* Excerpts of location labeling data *

= = = = =

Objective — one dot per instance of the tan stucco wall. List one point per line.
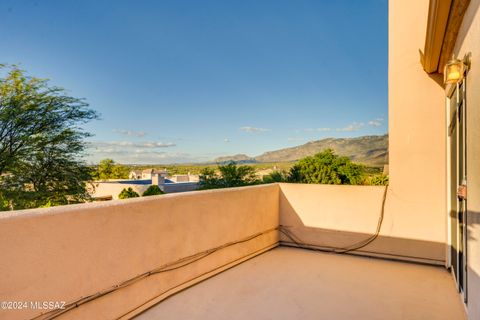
(469, 41)
(328, 216)
(64, 253)
(416, 206)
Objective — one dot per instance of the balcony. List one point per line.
(286, 283)
(148, 258)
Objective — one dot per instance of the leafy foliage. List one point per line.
(41, 142)
(108, 169)
(275, 176)
(153, 190)
(326, 168)
(229, 175)
(379, 180)
(128, 193)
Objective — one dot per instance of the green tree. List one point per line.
(128, 193)
(275, 176)
(41, 142)
(327, 168)
(229, 175)
(108, 169)
(153, 190)
(379, 180)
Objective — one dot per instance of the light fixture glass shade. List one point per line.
(453, 72)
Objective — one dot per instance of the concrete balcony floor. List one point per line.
(288, 283)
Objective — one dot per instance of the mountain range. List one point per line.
(368, 150)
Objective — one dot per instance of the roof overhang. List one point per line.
(444, 20)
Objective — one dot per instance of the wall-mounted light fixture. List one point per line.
(455, 69)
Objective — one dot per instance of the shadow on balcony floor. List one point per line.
(287, 283)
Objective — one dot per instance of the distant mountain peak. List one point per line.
(369, 150)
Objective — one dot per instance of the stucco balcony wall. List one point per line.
(337, 216)
(65, 253)
(72, 252)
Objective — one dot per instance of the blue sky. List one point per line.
(187, 81)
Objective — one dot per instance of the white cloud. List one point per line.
(376, 122)
(295, 139)
(254, 130)
(130, 144)
(354, 126)
(318, 129)
(139, 134)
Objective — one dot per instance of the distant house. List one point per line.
(148, 173)
(135, 175)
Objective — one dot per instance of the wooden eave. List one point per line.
(444, 20)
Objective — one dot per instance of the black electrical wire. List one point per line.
(180, 263)
(355, 246)
(183, 262)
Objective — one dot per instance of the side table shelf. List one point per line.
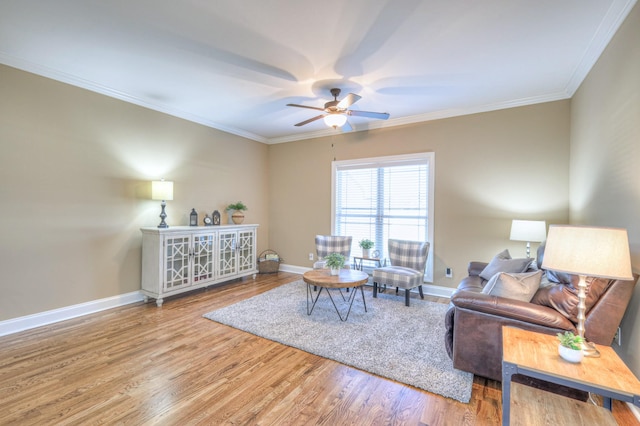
(536, 355)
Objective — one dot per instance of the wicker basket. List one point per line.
(268, 262)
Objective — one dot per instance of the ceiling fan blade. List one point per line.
(302, 123)
(369, 114)
(304, 106)
(349, 100)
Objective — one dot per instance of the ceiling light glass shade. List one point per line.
(161, 190)
(528, 230)
(335, 120)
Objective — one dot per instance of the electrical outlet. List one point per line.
(618, 337)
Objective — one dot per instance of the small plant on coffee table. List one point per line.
(335, 260)
(366, 244)
(570, 340)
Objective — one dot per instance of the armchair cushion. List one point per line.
(514, 286)
(502, 262)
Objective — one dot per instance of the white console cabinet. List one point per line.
(184, 258)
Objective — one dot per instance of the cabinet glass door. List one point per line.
(203, 260)
(227, 258)
(246, 255)
(176, 261)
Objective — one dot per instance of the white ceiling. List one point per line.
(234, 65)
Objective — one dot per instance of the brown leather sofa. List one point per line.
(474, 320)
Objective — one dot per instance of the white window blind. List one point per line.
(385, 197)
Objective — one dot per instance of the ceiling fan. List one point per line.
(336, 112)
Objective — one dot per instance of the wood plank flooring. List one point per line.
(143, 365)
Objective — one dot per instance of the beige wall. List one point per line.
(605, 156)
(75, 168)
(490, 168)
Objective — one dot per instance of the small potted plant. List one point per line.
(366, 245)
(570, 347)
(335, 262)
(237, 208)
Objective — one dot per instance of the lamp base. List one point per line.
(589, 349)
(163, 216)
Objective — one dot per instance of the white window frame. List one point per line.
(428, 157)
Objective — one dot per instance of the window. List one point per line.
(385, 197)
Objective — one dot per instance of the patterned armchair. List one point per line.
(408, 260)
(326, 244)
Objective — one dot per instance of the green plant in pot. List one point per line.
(335, 262)
(366, 245)
(237, 208)
(570, 347)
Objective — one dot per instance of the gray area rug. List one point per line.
(390, 340)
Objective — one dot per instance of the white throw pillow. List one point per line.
(514, 286)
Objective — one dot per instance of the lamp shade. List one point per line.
(335, 120)
(162, 190)
(589, 251)
(528, 230)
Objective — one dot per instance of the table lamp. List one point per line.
(528, 230)
(588, 252)
(162, 190)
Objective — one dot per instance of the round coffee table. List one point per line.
(346, 278)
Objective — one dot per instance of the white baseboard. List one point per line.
(27, 322)
(438, 291)
(635, 410)
(293, 268)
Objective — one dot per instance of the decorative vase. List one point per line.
(571, 355)
(237, 217)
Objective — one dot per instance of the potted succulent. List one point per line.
(237, 208)
(335, 262)
(570, 347)
(366, 245)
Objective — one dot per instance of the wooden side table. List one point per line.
(536, 355)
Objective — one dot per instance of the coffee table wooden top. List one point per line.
(539, 352)
(346, 278)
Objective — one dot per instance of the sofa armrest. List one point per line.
(475, 268)
(511, 308)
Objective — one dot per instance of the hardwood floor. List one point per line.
(143, 365)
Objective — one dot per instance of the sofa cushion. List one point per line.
(564, 297)
(520, 286)
(502, 262)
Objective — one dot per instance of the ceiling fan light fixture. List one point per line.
(335, 120)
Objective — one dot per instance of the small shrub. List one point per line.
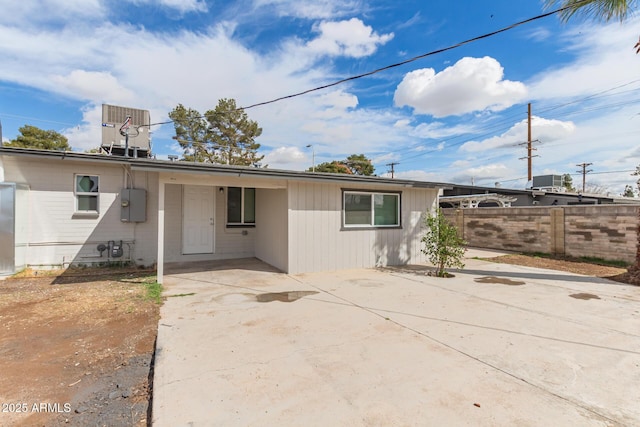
(154, 291)
(442, 245)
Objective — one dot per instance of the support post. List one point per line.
(160, 257)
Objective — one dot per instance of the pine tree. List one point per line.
(224, 135)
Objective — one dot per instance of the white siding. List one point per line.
(56, 235)
(271, 227)
(229, 242)
(317, 241)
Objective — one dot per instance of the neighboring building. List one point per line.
(74, 208)
(474, 196)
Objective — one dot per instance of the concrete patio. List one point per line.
(240, 344)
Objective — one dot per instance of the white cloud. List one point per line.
(605, 58)
(348, 38)
(34, 13)
(471, 84)
(86, 135)
(287, 158)
(310, 9)
(543, 130)
(417, 175)
(495, 172)
(182, 6)
(93, 86)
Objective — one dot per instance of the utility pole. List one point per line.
(529, 174)
(313, 155)
(584, 172)
(391, 165)
(529, 146)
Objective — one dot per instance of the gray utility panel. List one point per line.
(134, 205)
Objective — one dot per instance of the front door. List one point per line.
(197, 219)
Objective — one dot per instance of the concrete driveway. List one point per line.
(240, 344)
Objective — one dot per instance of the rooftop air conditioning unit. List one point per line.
(117, 131)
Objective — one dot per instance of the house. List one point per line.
(63, 208)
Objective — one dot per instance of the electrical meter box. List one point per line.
(133, 202)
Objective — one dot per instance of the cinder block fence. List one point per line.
(602, 231)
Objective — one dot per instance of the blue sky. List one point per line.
(457, 116)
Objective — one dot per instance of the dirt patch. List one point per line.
(569, 265)
(76, 348)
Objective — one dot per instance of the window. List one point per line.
(369, 209)
(241, 207)
(86, 190)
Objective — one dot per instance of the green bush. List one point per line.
(442, 245)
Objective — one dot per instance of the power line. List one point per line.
(415, 58)
(584, 172)
(398, 64)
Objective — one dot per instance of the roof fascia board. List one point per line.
(165, 166)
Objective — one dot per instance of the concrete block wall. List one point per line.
(602, 231)
(605, 231)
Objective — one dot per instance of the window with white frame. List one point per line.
(87, 192)
(371, 209)
(241, 207)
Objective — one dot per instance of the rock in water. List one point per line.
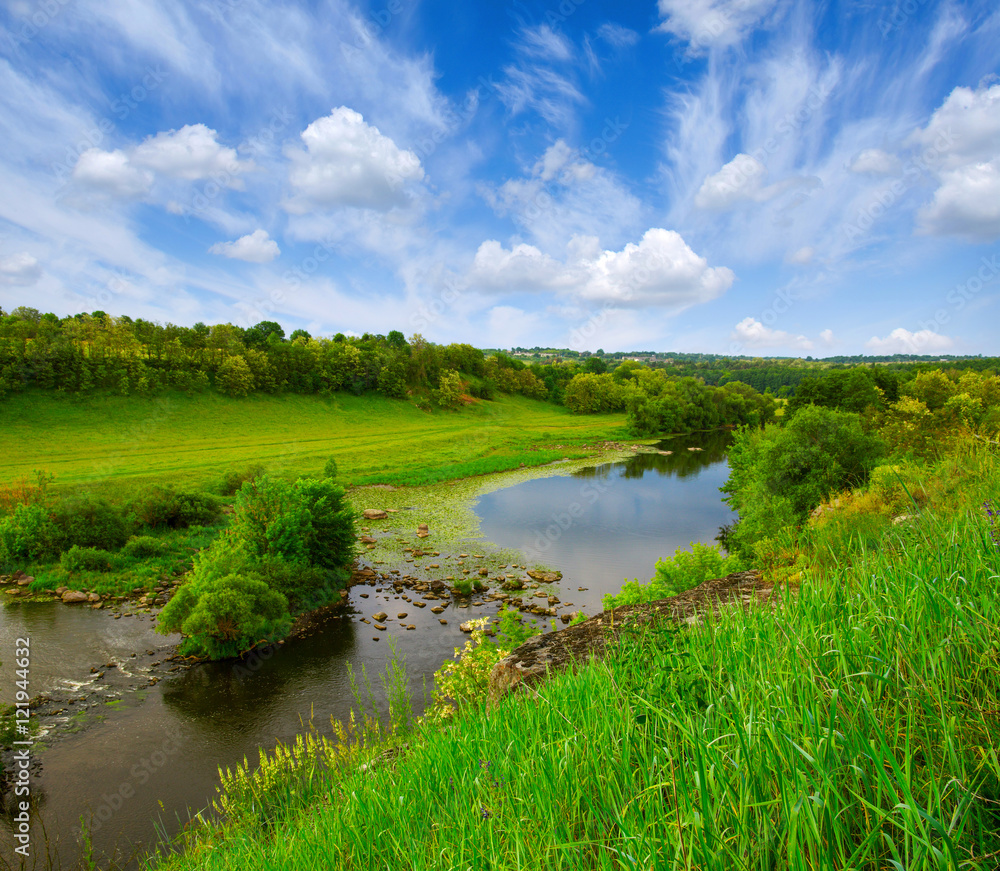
(72, 596)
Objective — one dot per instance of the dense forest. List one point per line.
(661, 394)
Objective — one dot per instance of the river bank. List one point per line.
(224, 711)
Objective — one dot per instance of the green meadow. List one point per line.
(854, 727)
(193, 440)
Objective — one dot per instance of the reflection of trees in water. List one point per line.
(236, 694)
(602, 471)
(681, 462)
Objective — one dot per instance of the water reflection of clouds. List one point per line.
(612, 521)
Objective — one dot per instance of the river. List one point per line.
(136, 751)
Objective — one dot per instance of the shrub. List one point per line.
(86, 559)
(466, 680)
(307, 522)
(287, 549)
(144, 546)
(160, 506)
(236, 478)
(26, 534)
(227, 615)
(91, 521)
(779, 474)
(235, 377)
(686, 569)
(449, 392)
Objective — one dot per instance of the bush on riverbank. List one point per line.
(287, 551)
(852, 727)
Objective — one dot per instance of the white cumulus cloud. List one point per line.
(256, 247)
(660, 271)
(740, 179)
(110, 173)
(348, 162)
(875, 161)
(901, 341)
(709, 23)
(963, 140)
(191, 153)
(754, 334)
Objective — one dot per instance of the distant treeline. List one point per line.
(98, 352)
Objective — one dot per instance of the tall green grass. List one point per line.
(856, 726)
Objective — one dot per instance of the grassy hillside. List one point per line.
(854, 727)
(192, 440)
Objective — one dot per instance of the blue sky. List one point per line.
(731, 176)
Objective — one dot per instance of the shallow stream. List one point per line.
(136, 748)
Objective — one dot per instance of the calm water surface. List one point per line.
(148, 756)
(610, 523)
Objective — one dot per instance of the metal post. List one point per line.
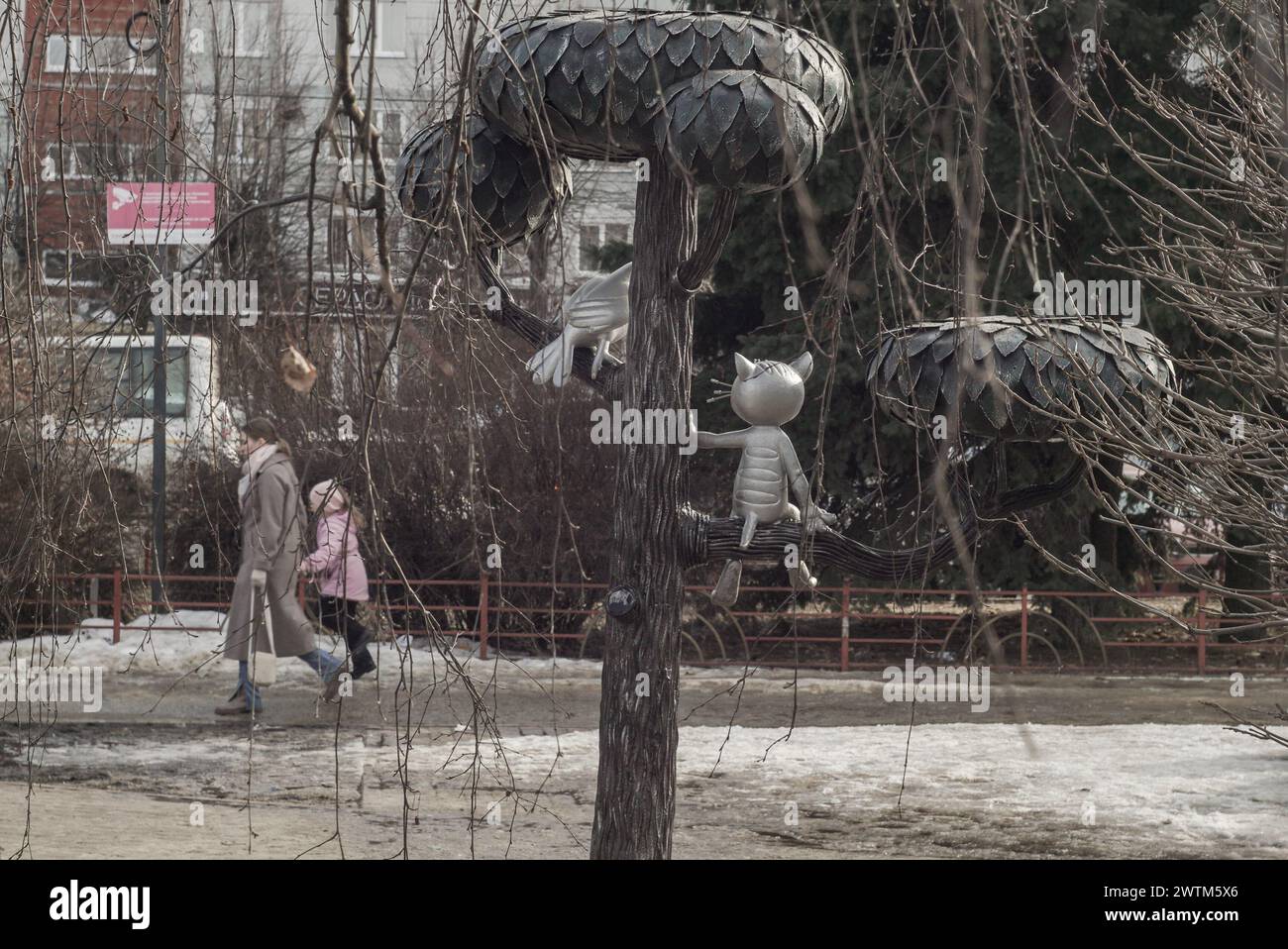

= = = = =

* Requirement *
Starting at the line that has "Objective — one dot per instance of the grassy" and going through the last of the items, rewrite those lines with "shallow stream" swapped for "narrow creek" and nothing else altered. Omit the pictures.

* Exercise result *
Objective — one dot per instance of the grassy hillside. List one point per line.
(854, 727)
(192, 440)
Objective — one dot per instance of the blue sky. List one point per line.
(731, 176)
Objective — one dot per instance of the narrow creek. List one point per line.
(136, 748)
Objective — one dot per instance of the calm water surface. List one point per line.
(148, 756)
(610, 523)
Objective — one dot per instance of the metal post. List one point per line.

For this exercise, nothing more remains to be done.